:: Extrait fourni

L'apparition de ces poèmes est une date décisive dans l'histoire de l'esprit. Le génie de Poe fut d'abord reconnu à l'étranger: en Allemagne, où il semblait un second Hoffmann, et surtout en France où il trouva ses meilleurs traducteurs (Baudelaire et Mallarmé) et fut considéré tout de suite comme l'enchanteur par excellence ou plutôt le détenteur de vérités éternelles. Même si la génération actuelle a cessé de partager cette ferveur , elle n'en est pas moins contrainte de subir tout le sortilège de son art. De cette voix étrange où triomphe la mort, Poe chante le Corbeau, le malin esprit, l'horrible oiseau qui répète: "Jamais plus!" (voir "Le corbeau"); Hélène, dont la beauté est comme ces barques nicéennes d'autrefois qui, sur une mer parfumée, portaient doucement le voyageur fatigué à son rivage natal; le Palais hanté aux rougeâtres fenêtres où passent de vastes formes s'agitant sur une mélodie discordante (voir "A Hélène"); le Ver vainqueur, héros de tragédie intitulée l'Homme: "Ulalume", ce nom de femme écrit sur la porte d'un tombeau: Leonore, soeur de la fiancée tragique de la ballade de Bürger, "la rare et rayonnante jeune fille que les anges nomment Leonore et qui apparaît dejà dans "Le corbeau". Après Leonore, c'est Annabel Lee, la femme-enfant que les esprits envient et tuent: puis la Dormeuse, symbole où la beauté et la mort se fondent en un désir d' immortalité. Prodige de virtuosité, le poème "Les cloches", avec ses répétitions et ses allitérations, est proche de l'hallucination. La Cité en la mer annonce tout le symbolisme: loin dans la mer, il existe une ville morte, qui fait songer à l' Atlantide; elle n'est point éclairée par le soleil, mais par une lumière qui vient d'en bas; sur la tour la plus haute, la Mort règne et regarde: les portes ouvertes des tombes et des temples laissent entrevoir des masses de joyaux: mais les eaux alentour sont immobiles: pas une ride sur ce désert de cristal et pourtant il suffirait d'un très léger mouvement pour que la ville s'engloutisse jusqu'aux enfers prête à la recevoir.

::::
:: Données fournies

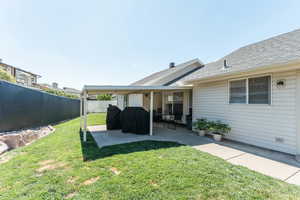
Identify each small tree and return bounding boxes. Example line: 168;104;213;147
0;69;16;83
97;94;112;101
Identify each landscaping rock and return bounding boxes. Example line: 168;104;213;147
0;141;8;154
0;126;54;152
0;134;25;149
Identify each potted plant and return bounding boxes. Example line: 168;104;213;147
210;121;231;142
194;118;208;136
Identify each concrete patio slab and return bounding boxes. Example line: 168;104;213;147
228;153;299;181
193;143;246;160
88;125;300;185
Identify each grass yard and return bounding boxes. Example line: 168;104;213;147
0;114;300;200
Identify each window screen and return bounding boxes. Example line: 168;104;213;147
229;79;246;103
248;76;271;104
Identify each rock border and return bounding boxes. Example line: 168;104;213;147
0;125;55;155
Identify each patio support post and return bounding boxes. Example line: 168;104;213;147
150;91;153;135
83;91;87;142
80;95;82;131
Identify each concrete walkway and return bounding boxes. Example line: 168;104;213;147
88;125;300;185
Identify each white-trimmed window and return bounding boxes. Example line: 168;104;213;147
229;76;271;104
229;79;247;103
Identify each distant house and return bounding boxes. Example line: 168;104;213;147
38;82;81;97
0;59;41;87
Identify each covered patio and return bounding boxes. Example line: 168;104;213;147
80;85;191;142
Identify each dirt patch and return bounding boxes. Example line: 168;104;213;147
64;192;77;199
82;176;100;185
0;152;26;164
67;177;77;184
150;181;158;187
36;162;66;173
39;160;55;165
0;126;54;151
110;167;121;175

::::

● **Travail demandé**
1. Recopiez les entrées, de la ligne contenant « Identify each concrete patio » jusqu'à la fin des entrées, en renommant « patio » en « terrace » et sans rien changer d'autre.
2. Poursuivez l'extrait sur les poèmes de Poe à partir de sa dernière phrase.

● **Réponses par consigne**
1.
Identify each concrete terrace slab and return bounding boxes. Example line: 168;104;213;147
228;153;299;181
193;143;246;160
88;125;300;185
Identify each grass yard and return bounding boxes. Example line: 168;104;213;147
0;114;300;200
Identify each window screen and return bounding boxes. Example line: 168;104;213;147
229;79;246;103
248;76;271;104
Identify each rock border and return bounding boxes. Example line: 168;104;213;147
0;125;55;155
Identify each terrace support post and return bounding boxes. Example line: 168;104;213;147
150;91;153;135
83;91;87;142
80;95;82;131
Identify each concrete walkway and return bounding boxes. Example line: 168;104;213;147
88;125;300;185
Identify each white-trimmed window and return bounding boxes. Example line: 168;104;213;147
229;76;271;104
229;79;247;103
Identify each distant house and return bounding boxes. Example line: 168;104;213;147
38;82;81;97
0;59;41;87
Identify each covered terrace and return bounding boxes. Example line: 168;104;213;147
80;85;191;142
Identify each dirt patch and return bounding boxes. Example line: 168;104;213;147
64;192;77;199
82;176;100;185
0;152;26;164
67;177;77;184
150;181;158;187
36;162;66;173
39;160;55;165
0;126;54;151
110;167;121;175

2.
 

Pour "Israfel", Edgar Poe s'est inspiré du Coran. Dans la poésie de Poe que cerne l'angoisse de la mort, "Israfel" est un éclair de joie divine. Israfel est le symbole de ce monde d'épanouissement et de passion auquel Poe aspire en essayant de se libérer de sa nature. De tout ce recueil, le poème qui sans doute permet le mieux de comprendre ce que fut pour Edgar Poe la poésie, semble bien être celui qui s'intitule: "Un rêve dans un rêve". Citons-le donc en entier: "Tiens! ce baiser sur ton front: Et, à l'heure où je te quitte, oui, bien haut, que je te l'avoue: tu n'as pas tort, toi qui juges que mes jours ont été un rêve: et si l'espoir s'en est enfui en une nuit ou en un jour-dans une vision ou aucune, n'en est-il pour cela pas moins le "passé"? Tout ce que nous voyons ou paraissons, n'est qu'un rêve dans un rêve. -Je reste en la rumeur d'un rivage par le flot tourmenté et tiens dans la main des grains de sable d'or -bien peu! encore comme ils glissent à travers mes doigts à l'abîme, pendant que je pleure -pendant que je pleure! O Dieu! ne puis-je les serrer dans une étreinte plus sûre? O Dieu! ne puis-je en sauver un de la vague impitoyable? Tout ce que nous voyons ou paraissons, n'est-il qu'un rêve dans un rêve?"

 

On sait que ces poèmes furent traduits en français par Stéphane Mallarmé lui-même (de 1875 à 1877): traduction qui passe à juste titre pour un véritable chef-d'oeuvre. Elle figure dans les "Oeuvres complètes" de Mallarmé (Bibliothèque de la Pléiade, Gallimard).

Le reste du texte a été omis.